Quando potencializa o desvio das fronteiras, Woody Allen coloca no centro da cena os erros e enganos espontâneos, geralmente infidelidades, que transformam/transtornam a vida dos (anti-) heróis, expulsando-os para sempre da zona de conforto. Geralmente tais ultrapassagens do "esperado" corroem os arredores da experiência dos protagonistas até atingirem o ponto mais íntimo, ápice da trajetória descendente desses mocinhos tão cheios de potência (para o bem e para o mal). Ironicamente, nos dois casos citados as personagens principais escapam das consequências legais (merecidas, até segunda ordem). Na primeira história, por inteligência. Na segunda, por um golpe de sorte. Não escapam, porém, deles mesmos: seguem com a culpa.
★ ★ ★ ★ ★
**INSTRUÇÃO 1:**
Localize nas linhas do conjunto de dados abaixo cada linha que contenha a sequência "arched" e copie-a. Maiúsculas e minúsculas fazem diferença.

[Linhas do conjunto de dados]
★ ★ ★ ★ ★
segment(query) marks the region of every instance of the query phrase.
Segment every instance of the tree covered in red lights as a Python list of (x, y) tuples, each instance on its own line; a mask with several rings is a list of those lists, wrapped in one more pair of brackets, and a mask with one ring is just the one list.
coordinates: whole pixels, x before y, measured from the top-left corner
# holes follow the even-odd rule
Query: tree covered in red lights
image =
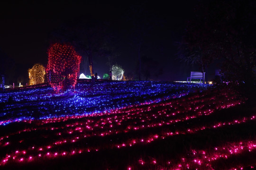
[(56, 43), (48, 51), (46, 72), (50, 84), (59, 92), (74, 88), (79, 75), (81, 57), (71, 45)]

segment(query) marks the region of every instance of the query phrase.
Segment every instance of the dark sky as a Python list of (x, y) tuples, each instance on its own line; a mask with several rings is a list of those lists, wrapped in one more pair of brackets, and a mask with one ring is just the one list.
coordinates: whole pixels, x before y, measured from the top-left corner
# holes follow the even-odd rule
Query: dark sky
[[(124, 68), (125, 75), (134, 72), (137, 49), (131, 44), (132, 43), (128, 39), (131, 26), (124, 18), (129, 16), (129, 7), (137, 6), (143, 7), (148, 14), (158, 18), (160, 23), (159, 26), (155, 25), (154, 31), (146, 34), (142, 46), (142, 55), (157, 60), (159, 67), (163, 68), (162, 75), (151, 78), (155, 80), (185, 80), (190, 71), (200, 71), (197, 66), (192, 66), (180, 62), (175, 55), (176, 42), (180, 40), (196, 1), (169, 1), (169, 3), (165, 2), (167, 1), (129, 1), (128, 3), (123, 1), (118, 3), (82, 1), (1, 2), (0, 49), (8, 57), (18, 63), (17, 78), (19, 76), (25, 83), (29, 68), (36, 63), (46, 65), (49, 35), (64, 25), (73, 21), (79, 22), (77, 18), (86, 20), (90, 18), (98, 22), (109, 22), (112, 30), (116, 33), (114, 35), (118, 37), (116, 49), (120, 55), (117, 62)], [(94, 71), (100, 76), (108, 73), (105, 59), (95, 59), (94, 61)], [(214, 73), (212, 71), (209, 74), (210, 78)]]

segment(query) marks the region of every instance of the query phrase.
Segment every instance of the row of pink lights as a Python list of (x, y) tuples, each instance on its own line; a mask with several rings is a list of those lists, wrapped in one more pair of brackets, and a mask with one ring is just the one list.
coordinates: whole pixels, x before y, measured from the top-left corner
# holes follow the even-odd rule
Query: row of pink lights
[[(225, 95), (227, 95), (227, 94), (225, 94)], [(201, 96), (201, 97), (202, 96)], [(227, 96), (227, 98), (228, 98), (228, 97)], [(195, 102), (194, 99), (191, 99), (192, 101), (190, 101), (190, 104), (195, 104), (196, 103), (196, 102)], [(214, 100), (216, 99), (214, 99), (214, 98), (211, 98), (211, 99), (205, 99), (206, 100)], [(90, 130), (95, 130), (95, 129), (97, 128), (97, 127), (99, 127), (99, 128), (102, 129), (102, 130), (104, 130), (103, 126), (100, 126), (99, 125), (103, 125), (103, 126), (106, 126), (106, 124), (109, 124), (109, 128), (112, 128), (110, 132), (110, 131), (103, 131), (100, 132), (98, 134), (94, 134), (93, 135), (91, 135), (91, 136), (104, 136), (106, 135), (110, 135), (111, 134), (114, 133), (120, 133), (120, 132), (127, 132), (129, 130), (137, 130), (140, 128), (151, 128), (154, 127), (156, 126), (163, 126), (164, 124), (165, 124), (167, 125), (169, 125), (171, 123), (175, 123), (175, 122), (177, 122), (179, 121), (186, 121), (186, 120), (188, 120), (190, 119), (193, 119), (196, 118), (197, 117), (201, 116), (203, 115), (208, 115), (212, 113), (215, 109), (219, 109), (219, 108), (227, 108), (229, 107), (230, 107), (238, 104), (239, 104), (239, 102), (238, 101), (235, 101), (234, 103), (230, 103), (231, 100), (230, 99), (229, 99), (229, 103), (228, 104), (226, 104), (226, 105), (222, 105), (221, 106), (219, 106), (219, 105), (218, 105), (218, 106), (216, 106), (216, 108), (212, 108), (210, 110), (206, 110), (204, 111), (198, 111), (197, 112), (194, 113), (195, 115), (192, 115), (190, 117), (188, 117), (186, 116), (185, 117), (183, 118), (182, 119), (170, 119), (169, 121), (167, 122), (161, 122), (161, 123), (155, 123), (153, 124), (149, 124), (149, 125), (147, 125), (147, 126), (144, 126), (144, 127), (142, 126), (141, 127), (136, 126), (136, 127), (132, 127), (131, 126), (129, 125), (128, 126), (126, 127), (126, 128), (125, 128), (125, 129), (123, 129), (122, 130), (120, 130), (119, 128), (117, 128), (116, 129), (114, 129), (115, 128), (118, 128), (118, 125), (120, 125), (121, 124), (121, 122), (123, 121), (125, 121), (127, 120), (130, 120), (131, 119), (137, 119), (137, 117), (138, 117), (139, 119), (141, 120), (141, 122), (144, 122), (145, 124), (146, 123), (148, 123), (148, 119), (156, 119), (157, 116), (156, 114), (153, 114), (150, 115), (151, 112), (150, 112), (150, 111), (151, 110), (151, 108), (154, 108), (156, 107), (164, 107), (164, 109), (163, 109), (162, 110), (159, 111), (158, 112), (158, 114), (159, 116), (163, 116), (163, 115), (164, 114), (165, 114), (166, 115), (166, 117), (167, 118), (171, 118), (172, 116), (175, 116), (176, 114), (180, 114), (182, 113), (186, 113), (186, 110), (179, 110), (179, 111), (176, 111), (175, 112), (172, 112), (171, 114), (166, 114), (166, 112), (168, 112), (167, 110), (166, 109), (166, 106), (168, 106), (168, 107), (176, 107), (175, 106), (175, 103), (173, 102), (166, 102), (164, 104), (157, 104), (156, 105), (153, 105), (152, 104), (151, 106), (146, 106), (146, 107), (144, 107), (142, 108), (129, 108), (129, 110), (127, 110), (127, 109), (123, 109), (122, 110), (115, 110), (114, 111), (111, 113), (102, 113), (102, 115), (105, 114), (107, 115), (107, 116), (109, 116), (108, 117), (106, 118), (105, 119), (101, 118), (99, 120), (99, 121), (96, 122), (94, 124), (94, 128), (91, 128), (93, 126), (92, 125), (90, 125), (90, 123), (93, 123), (93, 121), (91, 120), (88, 119), (87, 121), (87, 122), (85, 123), (85, 125), (86, 126), (86, 128), (87, 129), (89, 129)], [(222, 103), (223, 101), (219, 101), (220, 103)], [(226, 101), (225, 101), (226, 102)], [(234, 101), (233, 101), (234, 102)], [(194, 110), (196, 111), (197, 109), (199, 110), (200, 109), (202, 109), (203, 107), (203, 104), (202, 104), (202, 102), (201, 102), (201, 100), (198, 100), (198, 102), (201, 102), (202, 103), (202, 105), (200, 106), (197, 106), (195, 108), (193, 108), (192, 109), (192, 106), (189, 106), (189, 109), (188, 109), (189, 110), (193, 110), (194, 109)], [(177, 102), (176, 103), (176, 106), (178, 106), (178, 104), (180, 104), (179, 106), (180, 106), (180, 104), (179, 103), (179, 102)], [(183, 103), (183, 105), (188, 105), (188, 103), (184, 104), (184, 103)], [(217, 105), (217, 103), (215, 103), (215, 105)], [(172, 104), (172, 105), (170, 106), (170, 105)], [(186, 109), (185, 109), (186, 110)], [(122, 115), (122, 113), (128, 113), (126, 115)], [(141, 114), (142, 113), (143, 113), (143, 114)], [(146, 114), (146, 113), (147, 113), (148, 114)], [(114, 113), (114, 115), (113, 114)], [(116, 113), (119, 113), (116, 114)], [(94, 115), (94, 116), (97, 116), (97, 115)], [(149, 116), (151, 116), (150, 118)], [(91, 116), (87, 116), (88, 118), (89, 118)], [(144, 117), (144, 118), (143, 118)], [(152, 141), (156, 140), (156, 139), (164, 139), (165, 137), (168, 137), (168, 136), (172, 136), (174, 135), (178, 135), (178, 134), (186, 134), (186, 133), (194, 133), (195, 132), (196, 132), (198, 130), (202, 130), (205, 128), (216, 128), (217, 127), (220, 127), (222, 126), (222, 125), (233, 125), (236, 123), (244, 123), (247, 120), (250, 119), (255, 119), (255, 116), (253, 116), (250, 118), (244, 118), (241, 120), (233, 120), (232, 122), (219, 122), (216, 125), (214, 125), (213, 126), (209, 126), (209, 127), (202, 127), (201, 128), (196, 128), (195, 129), (188, 129), (186, 131), (180, 131), (178, 132), (176, 131), (175, 133), (174, 132), (168, 132), (166, 134), (155, 134), (153, 136), (144, 136), (143, 137), (143, 138), (141, 138), (140, 139), (130, 139), (128, 141), (126, 142), (123, 142), (122, 144), (113, 144), (111, 146), (109, 146), (110, 148), (113, 148), (113, 147), (117, 147), (117, 148), (120, 148), (121, 147), (125, 147), (127, 146), (131, 146), (132, 145), (133, 145), (134, 144), (136, 144), (137, 143), (146, 143), (147, 142), (152, 142)], [(114, 119), (115, 119), (115, 121), (113, 121), (114, 122), (116, 122), (116, 125), (113, 125), (112, 124), (112, 121), (111, 119), (114, 118)], [(147, 120), (146, 121), (143, 121), (144, 120), (144, 119), (146, 120)], [(64, 119), (63, 119), (63, 120), (65, 121), (66, 120), (64, 120)], [(47, 120), (47, 123), (48, 122)], [(44, 124), (44, 121), (42, 121), (42, 124)], [(133, 122), (134, 123), (134, 122)], [(136, 122), (137, 123), (137, 122)], [(150, 123), (150, 122), (149, 122)], [(82, 124), (80, 123), (75, 123), (73, 124), (67, 124), (66, 125), (66, 128), (69, 128), (69, 127), (75, 127), (74, 130), (78, 130), (80, 131), (80, 132), (82, 132), (83, 130), (84, 130), (84, 129), (83, 128), (82, 128), (81, 127), (75, 127), (76, 126), (81, 126), (82, 125), (83, 125)], [(116, 126), (118, 126), (117, 127), (116, 127)], [(61, 129), (64, 130), (64, 127), (62, 127), (61, 128), (47, 128), (48, 129), (51, 130), (56, 130), (58, 129)], [(9, 136), (14, 135), (15, 134), (17, 133), (21, 133), (22, 132), (24, 131), (30, 131), (31, 130), (36, 130), (36, 128), (35, 129), (24, 129), (23, 131), (20, 131), (16, 133), (14, 133), (13, 134), (11, 134), (10, 135), (9, 135), (8, 136), (5, 136), (5, 137), (1, 137), (1, 140), (3, 140), (4, 139), (6, 139), (9, 138)], [(72, 134), (73, 133), (72, 131), (71, 130), (68, 130), (67, 133), (68, 133), (70, 134)], [(111, 133), (112, 132), (112, 133)], [(55, 133), (57, 134), (57, 135), (61, 135), (61, 132), (59, 132)], [(86, 134), (86, 133), (85, 133)], [(89, 137), (90, 136), (90, 135), (86, 135), (84, 134), (82, 134), (82, 135), (81, 135), (81, 136), (83, 136), (84, 137)], [(54, 146), (53, 145), (55, 144), (61, 144), (62, 143), (66, 143), (66, 142), (68, 142), (68, 141), (70, 141), (70, 142), (75, 142), (77, 140), (79, 140), (80, 139), (80, 137), (76, 137), (75, 138), (74, 138), (73, 139), (65, 139), (64, 140), (62, 141), (57, 141), (57, 142), (54, 142), (53, 144), (52, 144), (47, 145), (47, 146), (41, 146), (41, 147), (36, 147), (34, 146), (33, 145), (33, 146), (30, 147), (30, 149), (28, 149), (27, 151), (16, 151), (14, 153), (9, 154), (7, 155), (7, 156), (2, 160), (2, 161), (1, 162), (2, 163), (1, 163), (1, 165), (4, 164), (5, 163), (8, 162), (10, 160), (12, 160), (11, 158), (12, 158), (12, 160), (14, 161), (18, 161), (18, 162), (24, 162), (25, 161), (32, 161), (32, 160), (34, 160), (36, 159), (35, 159), (37, 156), (29, 156), (28, 157), (27, 156), (25, 157), (26, 155), (27, 155), (27, 152), (30, 152), (32, 150), (37, 150), (36, 148), (37, 148), (37, 150), (38, 152), (40, 152), (39, 154), (38, 154), (38, 157), (41, 157), (44, 156), (46, 156), (47, 157), (55, 157), (59, 155), (73, 155), (75, 153), (82, 153), (82, 152), (91, 152), (91, 151), (98, 151), (100, 148), (80, 148), (80, 149), (73, 149), (72, 151), (63, 151), (61, 153), (58, 153), (58, 152), (55, 152), (55, 153), (52, 153), (49, 150), (51, 149)], [(130, 141), (132, 141), (132, 143), (130, 143)], [(2, 145), (2, 146), (5, 146), (7, 145), (8, 145), (9, 144), (9, 142), (7, 142), (5, 143), (5, 144), (3, 144)], [(255, 145), (254, 144), (253, 144), (253, 146), (254, 146), (253, 147), (253, 149), (255, 148)], [(48, 150), (48, 151), (47, 151)], [(46, 158), (46, 156), (44, 156), (44, 158)], [(155, 162), (155, 163), (156, 163), (156, 161), (154, 161)], [(197, 162), (198, 162), (198, 161), (196, 161)], [(201, 161), (200, 161), (200, 162), (201, 162)], [(154, 163), (154, 162), (153, 162)], [(142, 163), (142, 164), (145, 163)], [(201, 164), (201, 163), (200, 163)]]

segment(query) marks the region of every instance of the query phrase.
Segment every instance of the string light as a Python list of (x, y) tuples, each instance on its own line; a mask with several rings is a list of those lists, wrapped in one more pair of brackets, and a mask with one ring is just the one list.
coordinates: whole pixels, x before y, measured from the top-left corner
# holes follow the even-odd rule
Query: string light
[(46, 70), (41, 64), (35, 64), (31, 68), (28, 69), (29, 85), (35, 85), (45, 83)]
[[(0, 166), (4, 167), (13, 163), (46, 162), (49, 159), (68, 158), (82, 153), (90, 154), (105, 149), (143, 146), (174, 136), (255, 122), (256, 116), (252, 113), (244, 117), (233, 116), (225, 121), (212, 120), (207, 124), (202, 122), (194, 125), (191, 123), (194, 119), (209, 117), (217, 110), (240, 104), (245, 100), (235, 91), (217, 89), (213, 90), (213, 92), (202, 90), (201, 93), (186, 96), (195, 89), (205, 89), (208, 86), (157, 82), (114, 82), (96, 84), (95, 89), (91, 91), (88, 90), (89, 84), (78, 84), (75, 91), (72, 93), (53, 94), (50, 88), (44, 87), (1, 94), (1, 101), (7, 100), (10, 95), (15, 97), (16, 101), (22, 102), (7, 105), (3, 110), (4, 113), (10, 113), (10, 108), (27, 108), (25, 101), (28, 101), (30, 104), (30, 102), (33, 101), (37, 107), (41, 106), (38, 111), (42, 114), (49, 112), (47, 109), (50, 109), (51, 114), (54, 112), (57, 113), (54, 117), (47, 115), (37, 119), (21, 119), (19, 121), (23, 123), (20, 128), (0, 136), (0, 148), (4, 149), (2, 155), (4, 155), (0, 158)], [(111, 95), (106, 94), (111, 93)], [(146, 96), (146, 94), (148, 98), (142, 100), (141, 96)], [(95, 107), (97, 110), (92, 109)], [(85, 113), (86, 108), (91, 112)], [(43, 112), (45, 110), (46, 111)], [(33, 113), (32, 111), (28, 107), (24, 110), (19, 110), (18, 113), (29, 114)], [(66, 113), (62, 114), (66, 111)], [(74, 112), (80, 114), (74, 114)], [(176, 126), (181, 123), (186, 125), (185, 128)], [(170, 131), (163, 131), (162, 128), (158, 128), (163, 126), (168, 128)], [(174, 127), (175, 131), (169, 128)], [(154, 132), (125, 135), (146, 129), (148, 130), (146, 131)], [(47, 139), (38, 144), (26, 137), (31, 136), (30, 134), (33, 134), (34, 139), (46, 135)], [(117, 139), (122, 135), (121, 139)], [(83, 144), (95, 136), (101, 138), (96, 144)], [(112, 141), (107, 142), (110, 139)], [(203, 169), (210, 167), (219, 158), (229, 159), (232, 154), (240, 154), (242, 150), (252, 152), (256, 149), (255, 141), (245, 140), (241, 142), (226, 145), (226, 149), (221, 145), (214, 146), (213, 151), (194, 149), (191, 155), (180, 158), (180, 162), (166, 160), (167, 164), (162, 165), (163, 160), (158, 157), (149, 160), (138, 157), (135, 162), (129, 161), (128, 164), (128, 161), (124, 166), (128, 169), (158, 166), (162, 166), (164, 169), (165, 166), (167, 169), (193, 169), (193, 167)], [(241, 165), (234, 168), (244, 167)]]
[(74, 88), (79, 74), (81, 57), (72, 46), (55, 43), (48, 50), (46, 72), (50, 84), (59, 92)]

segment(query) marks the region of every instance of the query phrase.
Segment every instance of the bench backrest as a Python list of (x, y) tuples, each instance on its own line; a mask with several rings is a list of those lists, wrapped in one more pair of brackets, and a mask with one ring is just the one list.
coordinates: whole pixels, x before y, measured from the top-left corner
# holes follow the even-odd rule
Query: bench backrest
[(200, 72), (196, 71), (191, 71), (190, 73), (190, 77), (191, 78), (199, 78), (203, 79), (205, 72)]

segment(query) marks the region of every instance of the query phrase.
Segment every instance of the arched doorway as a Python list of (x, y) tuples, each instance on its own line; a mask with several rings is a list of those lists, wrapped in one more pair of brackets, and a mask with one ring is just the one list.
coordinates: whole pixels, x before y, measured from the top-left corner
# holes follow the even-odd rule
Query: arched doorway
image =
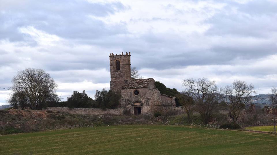
[(141, 102), (138, 101), (136, 101), (134, 102), (134, 114), (135, 115), (138, 115), (141, 114), (141, 107), (139, 106), (141, 104)]

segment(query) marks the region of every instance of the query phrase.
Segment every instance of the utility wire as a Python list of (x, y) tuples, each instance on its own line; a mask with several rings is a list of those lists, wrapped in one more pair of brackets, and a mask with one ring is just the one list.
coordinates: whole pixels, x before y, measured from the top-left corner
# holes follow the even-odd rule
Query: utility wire
[[(6, 89), (6, 90), (12, 90), (12, 91), (14, 91), (15, 92), (16, 92), (16, 91), (20, 91), (20, 92), (24, 92), (24, 93), (26, 93), (27, 94), (27, 93), (26, 93), (26, 92), (24, 92), (24, 91), (21, 91), (21, 90), (12, 90), (12, 89), (9, 89), (5, 88), (1, 88), (1, 87), (0, 87), (0, 88), (3, 89)], [(41, 96), (41, 97), (42, 97), (42, 96)], [(67, 98), (59, 98), (59, 97), (58, 97), (58, 98), (60, 98), (60, 99), (65, 99), (65, 100), (67, 100)]]
[[(0, 87), (0, 88), (3, 89), (6, 89), (6, 90), (12, 90), (12, 91), (16, 91), (16, 90), (12, 90), (12, 89), (9, 89), (5, 88), (1, 88), (1, 87)], [(24, 93), (26, 93), (26, 92), (24, 92), (24, 91), (20, 91), (20, 90), (19, 91), (21, 91), (21, 92), (24, 92)], [(58, 98), (60, 98), (60, 99), (65, 99), (65, 100), (68, 100), (68, 99), (67, 99), (67, 98), (59, 98), (59, 97), (58, 97)], [(252, 100), (248, 100), (248, 101), (253, 101), (253, 100), (263, 100), (263, 99), (267, 99), (267, 98), (270, 98), (270, 97), (267, 97), (267, 98), (257, 98), (257, 99), (252, 99)], [(226, 102), (225, 103), (232, 103), (232, 102)], [(203, 103), (203, 104), (191, 104), (191, 105), (210, 105), (210, 104), (218, 104), (218, 103), (208, 103), (208, 104)], [(249, 103), (246, 103), (245, 104), (249, 104)], [(121, 105), (129, 105), (129, 104), (121, 104)], [(141, 105), (141, 105), (144, 106), (171, 106), (171, 105)]]

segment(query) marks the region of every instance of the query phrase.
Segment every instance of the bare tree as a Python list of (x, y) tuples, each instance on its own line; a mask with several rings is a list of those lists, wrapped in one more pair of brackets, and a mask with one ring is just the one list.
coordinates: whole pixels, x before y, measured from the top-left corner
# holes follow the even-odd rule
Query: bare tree
[(55, 93), (57, 85), (49, 73), (41, 69), (27, 68), (19, 71), (12, 80), (11, 88), (16, 92), (24, 92), (29, 98), (32, 109)]
[(224, 89), (224, 98), (229, 108), (229, 115), (233, 122), (236, 123), (242, 109), (245, 104), (254, 99), (253, 94), (256, 94), (254, 86), (240, 80), (234, 81)]
[(191, 96), (184, 94), (179, 94), (177, 97), (179, 103), (188, 116), (188, 121), (190, 123), (190, 115), (193, 113), (194, 110), (193, 99)]
[(204, 78), (184, 79), (183, 86), (194, 101), (196, 111), (200, 114), (204, 123), (207, 123), (218, 110), (220, 89), (215, 81)]
[(270, 97), (272, 100), (272, 112), (273, 115), (273, 124), (274, 125), (274, 133), (276, 133), (276, 123), (275, 121), (276, 110), (274, 109), (274, 104), (277, 104), (277, 88), (272, 87), (271, 88), (271, 96)]
[(138, 70), (136, 67), (131, 67), (131, 78), (132, 79), (143, 79), (143, 77), (140, 76)]

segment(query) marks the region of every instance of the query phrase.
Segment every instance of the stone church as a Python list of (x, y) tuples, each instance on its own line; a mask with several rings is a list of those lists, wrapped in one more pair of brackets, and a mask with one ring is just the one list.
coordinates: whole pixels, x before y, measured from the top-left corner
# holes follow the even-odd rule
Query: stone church
[(135, 115), (175, 108), (175, 97), (161, 94), (153, 78), (132, 79), (131, 53), (110, 54), (111, 90), (120, 93), (120, 106)]

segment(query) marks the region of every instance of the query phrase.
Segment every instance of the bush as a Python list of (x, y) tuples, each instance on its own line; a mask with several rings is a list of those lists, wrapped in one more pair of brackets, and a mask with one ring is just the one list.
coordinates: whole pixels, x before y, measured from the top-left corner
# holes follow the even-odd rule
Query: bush
[(2, 127), (0, 127), (0, 135), (13, 134), (21, 132), (21, 131), (17, 129), (14, 128), (11, 126)]
[(125, 109), (125, 110), (123, 111), (123, 115), (127, 116), (130, 116), (132, 115), (132, 114), (131, 113), (131, 112), (130, 110), (128, 110)]
[(162, 116), (162, 114), (160, 111), (156, 111), (154, 113), (154, 116), (155, 117), (158, 117)]
[(51, 110), (46, 110), (46, 112), (48, 113), (53, 113), (53, 111)]
[(239, 125), (235, 122), (225, 123), (222, 124), (220, 127), (223, 129), (228, 128), (229, 129), (238, 129), (241, 128)]

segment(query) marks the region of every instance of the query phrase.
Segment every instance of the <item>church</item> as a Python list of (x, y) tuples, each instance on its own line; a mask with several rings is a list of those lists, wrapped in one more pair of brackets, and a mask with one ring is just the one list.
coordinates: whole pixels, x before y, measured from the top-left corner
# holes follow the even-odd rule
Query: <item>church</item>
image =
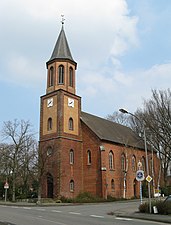
[[(41, 196), (75, 198), (90, 192), (105, 199), (139, 197), (136, 172), (148, 175), (144, 142), (130, 128), (81, 110), (77, 62), (63, 24), (46, 67), (46, 94), (40, 103)], [(148, 155), (150, 163), (150, 151)], [(154, 180), (156, 154), (153, 159)]]

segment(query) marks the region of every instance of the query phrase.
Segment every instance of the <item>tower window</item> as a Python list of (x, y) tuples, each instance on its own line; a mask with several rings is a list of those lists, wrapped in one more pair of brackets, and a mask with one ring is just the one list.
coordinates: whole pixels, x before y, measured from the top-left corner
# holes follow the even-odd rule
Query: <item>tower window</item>
[(74, 122), (73, 119), (69, 118), (69, 124), (68, 124), (69, 130), (74, 130)]
[(53, 83), (54, 83), (54, 68), (53, 66), (51, 66), (49, 71), (49, 87), (53, 86)]
[(87, 151), (87, 164), (88, 165), (91, 164), (91, 151), (90, 150)]
[(53, 153), (52, 147), (49, 146), (49, 147), (47, 148), (47, 156), (51, 156), (52, 153)]
[(70, 164), (74, 164), (74, 151), (71, 149), (69, 153)]
[(52, 130), (52, 118), (50, 117), (47, 122), (47, 130)]
[(126, 157), (124, 153), (121, 155), (121, 169), (123, 171), (126, 170)]
[(136, 171), (136, 158), (135, 158), (135, 155), (132, 156), (132, 170)]
[(73, 68), (69, 68), (69, 86), (73, 87)]
[(73, 192), (74, 191), (74, 181), (71, 180), (69, 185), (70, 185), (70, 191)]
[(58, 84), (64, 84), (64, 66), (58, 67)]
[(109, 169), (114, 169), (114, 156), (112, 151), (109, 152)]

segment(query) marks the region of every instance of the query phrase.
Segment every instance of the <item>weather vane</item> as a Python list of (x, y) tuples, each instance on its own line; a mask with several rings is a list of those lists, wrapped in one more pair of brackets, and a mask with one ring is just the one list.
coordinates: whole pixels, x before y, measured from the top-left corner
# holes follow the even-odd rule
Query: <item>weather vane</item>
[(62, 25), (64, 24), (64, 21), (65, 21), (65, 18), (64, 18), (64, 15), (61, 15), (61, 23), (62, 23)]

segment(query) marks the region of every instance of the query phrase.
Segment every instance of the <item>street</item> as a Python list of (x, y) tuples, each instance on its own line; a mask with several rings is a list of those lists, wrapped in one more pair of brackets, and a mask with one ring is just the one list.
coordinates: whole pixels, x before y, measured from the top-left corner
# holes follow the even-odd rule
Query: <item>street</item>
★ ★ ★ ★ ★
**INSTRUÇÃO 2:**
Transcreva sem alterações o trecho do texto sobre Woody Allen entre "Quando potencializa o" e "com a culpa.", inclusive.

**SAÍDA COMPLETA 1:**
Segment every instance of the arched doorway as a Python list of (x, y) tuples, each instance on its own line; a mask with several rings is a list of those lists, wrapped in one more pair of brackets, and a mask with one ring is just the one list.
Query: arched doorway

**SAÍDA COMPLETA 2:**
Quando potencializa o desvio das fronteiras, Woody Allen coloca no centro da cena os erros e enganos espontâneos, geralmente infidelidades, que transformam/transtornam a vida dos (anti-) heróis, expulsando-os para sempre da zona de conforto. Geralmente tais ultrapassagens do "esperado" corroem os arredores da experiência dos protagonistas até atingirem o ponto mais íntimo, ápice da trajetória descendente desses mocinhos tão cheios de potência (para o bem e para o mal). Ironicamente, nos dois casos citados as personagens principais escapam das consequências legais (merecidas, até segunda ordem). Na primeira história, por inteligência. Na segunda, por um golpe de sorte. Não escapam, porém, deles mesmos: seguem com a culpa.